───── Kutipan ─────

Langsung ke konten utama

Bukan Tidak Sayang atau Tidak Peduli



Kemarin, selepas pulang kerja seperti biasa aku ikut menumpang seperempat jalan dengan salah seorang atasan di tempat kerja. Cara ini dilakukan demi menemani atasan ku yang sering pulang lebih lambat dari karyawan lain, juga demi terbebas dari berlama-lama menunggu angkutan umum yang luar biasa macet di jalan Ciroyom.

Sudah beberapa bulan belakangan aku sering ikut beliau, jadi teman ngobrol beliau juga kalo lagi di perjalanan. Ngobrol sama emak-emak ya gitulah, segala di jadikan bahasan. Kadangkala hal remeh dan ga penting tapi malah bisa jadi panjang banget ga selesai-selesai.

Cuma, kemarin topik yang di bahas bikin aku jadi kepikiran juga ternyata. Akhirnya kebawa-bawa sampe ke kamar kosan, berlanjut pula jadi tema over thinking aku semalam menjelang tidur.

Bukan hal yang sensitif sih, hanya barangkali apa yang di ceritakan agak relate juga sama diriku di masa lalu. Karenanya, aku dibikin seolah sedang menoleh ke belakang, mengorek kisah di masa-masa remaja.

"Kasian yah si bos, saya dengar ceritanya aja jadi pingin nangis, mata langsung berkaca-kaca. Sebagai seorang ibu yang punya hati, saya mah ga bisa kalo anak saya sampai harus mengalami hal yang sama kaya si bos". Ujar atasanku.

"Kenapa gitu Bu?", tanya ku penasaran

"Tadi kan saya sama si bos lagi ngobrol, tiba-tiba dia malah cerita soal dia yang sudah terbiasa mandiri sejak kecil.

─────

**Tantangan**
A: Menurut kutipan ini, di jalan mana angkutan umum luar biasa macet?
B: Tulis ulang kutipan ini mulai dari "Kemarin, selepas pulang" terus ke bawah hingga "semalam menjelang tidur.", dan tukar "angkutan umum" menjadi "bus kota".
Catatan yang dimuat di bawah ini tidak diperlukan.

───── Catatan Mentah ─────

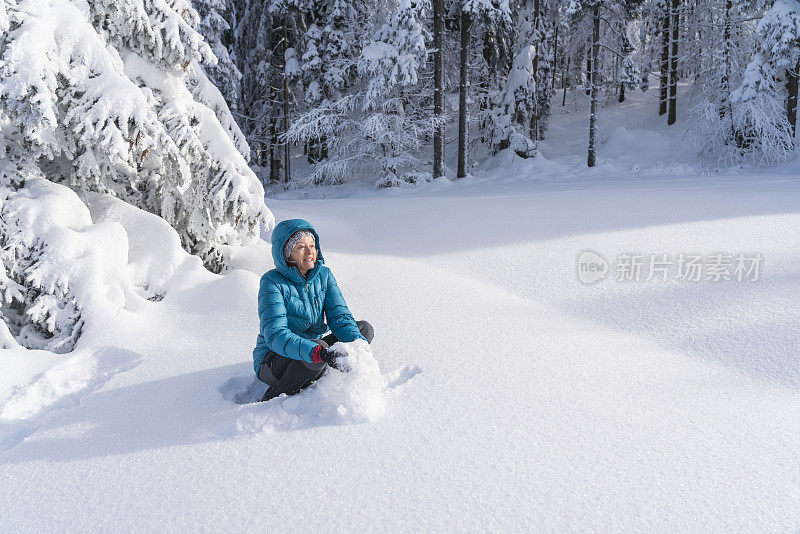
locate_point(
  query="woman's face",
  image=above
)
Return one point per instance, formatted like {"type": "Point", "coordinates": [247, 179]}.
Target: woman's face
{"type": "Point", "coordinates": [304, 254]}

─────

**Jawaban Benar**
A: Di jalan Ciroyom.

B:
Kemarin, selepas pulang kerja seperti biasa aku ikut menumpang seperempat jalan dengan salah seorang atasan di tempat kerja. Cara ini dilakukan demi menemani atasan ku yang sering pulang lebih lambat dari karyawan lain, juga demi terbebas dari berlama-lama menunggu bus kota yang luar biasa macet di jalan Ciroyom.

Sudah beberapa bulan belakangan aku sering ikut beliau, jadi teman ngobrol beliau juga kalo lagi di perjalanan. Ngobrol sama emak-emak ya gitulah, segala di jadikan bahasan. Kadangkala hal remeh dan ga penting tapi malah bisa jadi panjang banget ga selesai-selesai.

Cuma, kemarin topik yang di bahas bikin aku jadi kepikiran juga ternyata. Akhirnya kebawa-bawa sampe ke kamar kosan, berlanjut pula jadi tema over thinking aku semalam menjelang tidur.